→ Written instruction
Copy the lines below word for word, omitting the pictures.

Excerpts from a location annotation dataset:
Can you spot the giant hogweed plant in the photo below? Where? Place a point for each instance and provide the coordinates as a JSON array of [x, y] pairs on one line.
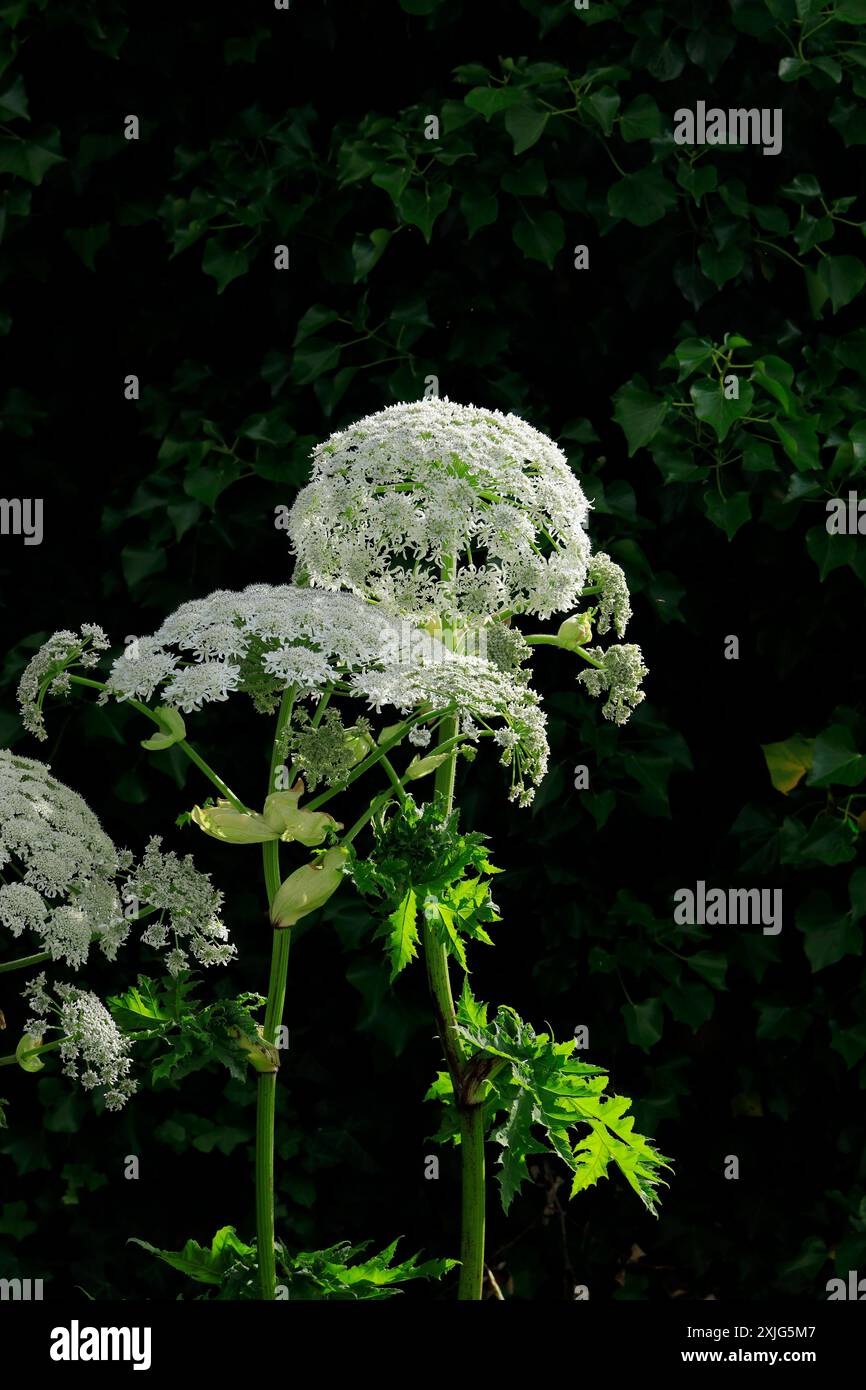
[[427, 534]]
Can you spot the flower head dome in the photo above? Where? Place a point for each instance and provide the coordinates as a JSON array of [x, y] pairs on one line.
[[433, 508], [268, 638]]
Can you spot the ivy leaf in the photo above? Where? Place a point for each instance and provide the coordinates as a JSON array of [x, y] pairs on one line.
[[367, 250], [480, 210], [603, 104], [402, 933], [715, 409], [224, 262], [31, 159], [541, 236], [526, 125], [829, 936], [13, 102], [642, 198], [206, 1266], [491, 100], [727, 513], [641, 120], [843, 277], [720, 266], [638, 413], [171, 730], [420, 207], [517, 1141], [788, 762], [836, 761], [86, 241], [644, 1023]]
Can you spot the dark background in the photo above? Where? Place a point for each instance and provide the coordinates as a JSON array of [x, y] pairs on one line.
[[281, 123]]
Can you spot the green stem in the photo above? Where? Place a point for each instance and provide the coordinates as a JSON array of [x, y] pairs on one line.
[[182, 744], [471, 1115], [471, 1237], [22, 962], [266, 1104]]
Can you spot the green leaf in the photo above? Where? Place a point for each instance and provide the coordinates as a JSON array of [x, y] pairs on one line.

→ Exercise answer
Can you spot the giant hogweed plant in the photo below? Where? Place a point for each instance and provide the coordinates as a JSON array of [x, y] pairs on one line.
[[427, 534]]
Can you spot the flower head dome in the photo above? Where? Place a point for each instance and provide the coordinates as a JSON array of [x, y] pairs on one line.
[[433, 508], [268, 638]]
Can you spot the ivy leaf in the photo above? Where? Place a point for each instance and provide the coordinates as a JSON array of [x, y] pairs on one line.
[[367, 250], [480, 210], [603, 104], [402, 933], [715, 409], [224, 262], [31, 159], [541, 236], [526, 125], [829, 936], [13, 102], [642, 198], [206, 1266], [491, 100], [727, 513], [641, 120], [843, 277], [720, 266], [638, 413], [171, 730], [420, 207], [517, 1141], [788, 762], [836, 761], [86, 241], [644, 1023]]
Can you spot the dark background in the photo above? Where? Place a point for each instance and provide the coordinates as a JSON array of [x, y] pairs on one line.
[[281, 123]]
Can you spot the green stem in the photo above? Where? Place a point for each instance and provide the coordinates as a JSON array of [x, y] pairs on one line.
[[182, 744], [471, 1115], [471, 1237], [22, 962], [266, 1104]]
Can you spot the green leaf in the photo above? Where? Place a point for each instance and provide the coordinates as a JSON array of [x, y] pairs on one line.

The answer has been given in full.